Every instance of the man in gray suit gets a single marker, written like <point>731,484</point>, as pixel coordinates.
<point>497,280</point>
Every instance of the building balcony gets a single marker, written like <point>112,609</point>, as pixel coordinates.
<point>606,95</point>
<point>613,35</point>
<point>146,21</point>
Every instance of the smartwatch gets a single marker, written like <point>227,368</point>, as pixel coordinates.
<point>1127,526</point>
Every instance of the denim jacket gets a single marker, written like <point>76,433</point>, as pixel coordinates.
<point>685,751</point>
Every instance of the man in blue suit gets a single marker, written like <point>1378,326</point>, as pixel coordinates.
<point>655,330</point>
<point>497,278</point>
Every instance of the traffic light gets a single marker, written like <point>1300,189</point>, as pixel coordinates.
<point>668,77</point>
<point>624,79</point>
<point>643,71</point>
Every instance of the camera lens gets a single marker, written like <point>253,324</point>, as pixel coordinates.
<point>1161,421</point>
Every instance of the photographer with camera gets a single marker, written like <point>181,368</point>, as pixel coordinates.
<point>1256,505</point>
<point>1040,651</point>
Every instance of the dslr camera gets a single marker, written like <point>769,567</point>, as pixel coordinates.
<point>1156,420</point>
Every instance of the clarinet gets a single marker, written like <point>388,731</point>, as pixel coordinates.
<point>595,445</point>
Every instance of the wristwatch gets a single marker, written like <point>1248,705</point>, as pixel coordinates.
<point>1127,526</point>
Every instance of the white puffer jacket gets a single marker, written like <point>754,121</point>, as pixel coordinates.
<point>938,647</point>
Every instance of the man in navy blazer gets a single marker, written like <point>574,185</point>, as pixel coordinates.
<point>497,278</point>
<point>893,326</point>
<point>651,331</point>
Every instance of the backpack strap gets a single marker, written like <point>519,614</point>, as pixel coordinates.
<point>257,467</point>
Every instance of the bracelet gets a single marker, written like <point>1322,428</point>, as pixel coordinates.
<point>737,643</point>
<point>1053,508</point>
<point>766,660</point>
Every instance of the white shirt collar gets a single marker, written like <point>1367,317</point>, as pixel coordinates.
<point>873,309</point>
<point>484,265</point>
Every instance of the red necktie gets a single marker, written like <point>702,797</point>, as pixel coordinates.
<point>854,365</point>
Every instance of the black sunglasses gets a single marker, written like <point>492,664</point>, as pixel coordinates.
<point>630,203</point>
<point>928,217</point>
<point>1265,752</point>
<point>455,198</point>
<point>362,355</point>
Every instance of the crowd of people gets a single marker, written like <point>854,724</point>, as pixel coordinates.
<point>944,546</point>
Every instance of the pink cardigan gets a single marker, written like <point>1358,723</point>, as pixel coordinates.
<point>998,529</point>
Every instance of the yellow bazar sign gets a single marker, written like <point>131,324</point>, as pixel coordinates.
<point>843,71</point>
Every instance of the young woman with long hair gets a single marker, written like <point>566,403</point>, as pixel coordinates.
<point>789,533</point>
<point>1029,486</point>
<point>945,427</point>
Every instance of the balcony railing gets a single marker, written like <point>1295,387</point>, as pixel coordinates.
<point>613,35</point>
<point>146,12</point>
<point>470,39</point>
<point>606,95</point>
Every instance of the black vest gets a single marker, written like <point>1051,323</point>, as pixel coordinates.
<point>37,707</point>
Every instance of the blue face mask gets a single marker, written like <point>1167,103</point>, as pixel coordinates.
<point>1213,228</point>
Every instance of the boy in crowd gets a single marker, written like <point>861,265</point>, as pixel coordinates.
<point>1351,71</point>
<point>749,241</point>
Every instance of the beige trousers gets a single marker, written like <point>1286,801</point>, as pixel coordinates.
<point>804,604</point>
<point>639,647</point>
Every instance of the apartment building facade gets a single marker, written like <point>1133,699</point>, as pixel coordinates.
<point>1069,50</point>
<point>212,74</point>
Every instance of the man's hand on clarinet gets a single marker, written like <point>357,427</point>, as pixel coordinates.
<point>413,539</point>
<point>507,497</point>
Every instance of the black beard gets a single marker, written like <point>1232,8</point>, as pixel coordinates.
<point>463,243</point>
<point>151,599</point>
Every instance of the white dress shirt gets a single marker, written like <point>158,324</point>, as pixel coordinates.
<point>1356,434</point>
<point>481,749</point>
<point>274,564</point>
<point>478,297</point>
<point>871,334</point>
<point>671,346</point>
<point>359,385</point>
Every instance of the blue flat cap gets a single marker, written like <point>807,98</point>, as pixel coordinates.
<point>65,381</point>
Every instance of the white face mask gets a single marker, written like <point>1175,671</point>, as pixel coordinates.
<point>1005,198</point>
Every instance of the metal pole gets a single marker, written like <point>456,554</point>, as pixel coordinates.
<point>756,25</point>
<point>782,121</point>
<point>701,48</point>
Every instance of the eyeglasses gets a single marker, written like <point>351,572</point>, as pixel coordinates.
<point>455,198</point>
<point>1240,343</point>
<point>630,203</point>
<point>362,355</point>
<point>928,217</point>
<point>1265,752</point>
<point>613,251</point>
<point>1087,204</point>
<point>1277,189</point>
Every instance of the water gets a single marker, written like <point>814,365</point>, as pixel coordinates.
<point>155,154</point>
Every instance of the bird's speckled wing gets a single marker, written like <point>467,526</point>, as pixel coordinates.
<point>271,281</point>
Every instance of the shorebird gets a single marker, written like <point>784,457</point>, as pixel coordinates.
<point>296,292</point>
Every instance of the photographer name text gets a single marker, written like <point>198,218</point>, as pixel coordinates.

___

Reproduce all of the material above, swapping every occurrence of "single marker" for "single point" and leaving everything else unchanged.

- _Task response_:
Every instance of the man in gray suit gets a single point, written like <point>731,484</point>, as pixel coordinates.
<point>497,280</point>
Every instance of the building balcony gets a single point, written like <point>112,609</point>, as pixel coordinates.
<point>606,95</point>
<point>613,35</point>
<point>146,21</point>
Every instance of the smartwatch gets a single point, written like <point>227,368</point>, as pixel coordinates.
<point>1127,526</point>
Every instance of the denim jacket gets a single point, written like <point>76,433</point>, as pixel coordinates.
<point>685,751</point>
Every instance of the man in blue suit gets a single point, written like <point>1378,326</point>, as pixel coordinates.
<point>655,330</point>
<point>497,278</point>
Every instance of the traffic light gets a single point, written like <point>1300,189</point>, as pixel coordinates.
<point>668,77</point>
<point>624,79</point>
<point>643,71</point>
Every instance of the camera lens gets a single point, written like <point>253,324</point>, as pixel coordinates.
<point>1161,421</point>
Every instance of the photographer with camera gets a single point, written like <point>181,368</point>, as pixel coordinates.
<point>1256,505</point>
<point>1040,651</point>
Every instance of the dslr camera gets a single point, written like <point>769,567</point>, as pixel coordinates.
<point>1156,420</point>
Every instance of the clarinet gets a single point, written like <point>388,731</point>, as pixel coordinates.
<point>595,445</point>
Every instance of the wristwatch gets a single point, written like <point>1248,705</point>, as pixel coordinates.
<point>1127,526</point>
Every instance of the white puffer jacket gets a single point, written like <point>754,121</point>, as pixel coordinates.
<point>938,647</point>
Every instance of the man in navy blazer gets a single point, written like <point>574,185</point>, as pixel coordinates.
<point>497,278</point>
<point>893,326</point>
<point>651,331</point>
Every instance of the backpack strap gets a single point, written like <point>519,614</point>, as pixel coordinates.
<point>257,467</point>
Every instance of the bracelet gets a single point, written like <point>1322,428</point>, as pixel coordinates.
<point>737,643</point>
<point>1053,508</point>
<point>766,660</point>
Every instance of the white shirt collar gets a single point, written like <point>1367,317</point>, as pixel coordinates.
<point>873,309</point>
<point>484,265</point>
Every instance of the red necktie gets a single point, written like <point>702,797</point>, as pixel coordinates.
<point>854,365</point>
Every instance of the black sunglasses gets a single point, written like <point>492,664</point>, as pixel coordinates.
<point>630,203</point>
<point>928,217</point>
<point>1265,752</point>
<point>455,198</point>
<point>362,355</point>
Every instance of the crowd of people gets a single point, written like <point>854,724</point>, as pixel coordinates.
<point>944,546</point>
Every instance of the pink cardigan gets a single point, written like <point>1358,723</point>, as pixel coordinates.
<point>998,529</point>
Every instance of the yellow bazar sign gets a single point, written like <point>131,324</point>, as pixel coordinates.
<point>843,71</point>
Every instance of the young woman with long hair gets a single point, written like <point>566,403</point>, as pixel coordinates.
<point>789,533</point>
<point>1029,486</point>
<point>945,427</point>
Every instance of the balcony railing gets a single point, written like <point>1295,387</point>, as pixel coordinates.
<point>613,35</point>
<point>146,12</point>
<point>470,39</point>
<point>606,95</point>
Every instance of the black vest gets a single point, written like <point>1051,323</point>, as pixel coordinates.
<point>37,707</point>
Every instance of the blue face mask gets a single point, written like <point>1167,103</point>, as pixel coordinates.
<point>1213,228</point>
Every instance of the boy in crowd gets a single point, written like <point>861,265</point>, as pixel coordinates.
<point>1351,71</point>
<point>749,241</point>
Every instance of the beige trousers gets a single point, written like <point>1286,801</point>, as pixel coordinates.
<point>804,604</point>
<point>639,647</point>
Every instance of the apartment building facade gets a single point, written like <point>1133,699</point>, as pixel coordinates.
<point>1069,50</point>
<point>212,74</point>
Every instance of the man's hand on clarinet gets a single point, written like <point>357,427</point>, as pixel coordinates.
<point>413,539</point>
<point>507,497</point>
Every instance of the black beard gets a single point, written like <point>1232,8</point>, as pixel coordinates.
<point>463,243</point>
<point>151,599</point>
Every instance of the white dress shirt gets a single point, written like <point>158,324</point>, as pixel coordinates.
<point>1356,434</point>
<point>481,749</point>
<point>274,564</point>
<point>478,297</point>
<point>871,334</point>
<point>671,346</point>
<point>359,385</point>
Every instance of the blue flat cap gets a single point, written like <point>807,98</point>, as pixel coordinates.
<point>65,381</point>
Every instance of the white face mask gets a single point, written like <point>1175,671</point>, as pixel coordinates.
<point>1005,198</point>
Every instance of the metal pole gets a single point, written like <point>456,554</point>, as pixel coordinates.
<point>756,25</point>
<point>782,121</point>
<point>701,48</point>
Every instance of the eyeglasses gets a single point, written like <point>351,572</point>, as pixel coordinates.
<point>455,198</point>
<point>1240,343</point>
<point>630,203</point>
<point>362,355</point>
<point>928,217</point>
<point>1265,752</point>
<point>613,251</point>
<point>1087,204</point>
<point>1277,189</point>
Every instance of the water gets a single point, written like <point>814,365</point>, as pixel coordinates.
<point>155,154</point>
Every instance of the bird's speckled wing gets a single point, written like <point>467,526</point>, as pixel coordinates.
<point>271,281</point>
Every instance of the shorebird gets a single point, written like <point>784,457</point>, as pixel coordinates.
<point>296,292</point>
Every instance of the photographer name text gets a single point, written like <point>198,218</point>, as pixel coordinates.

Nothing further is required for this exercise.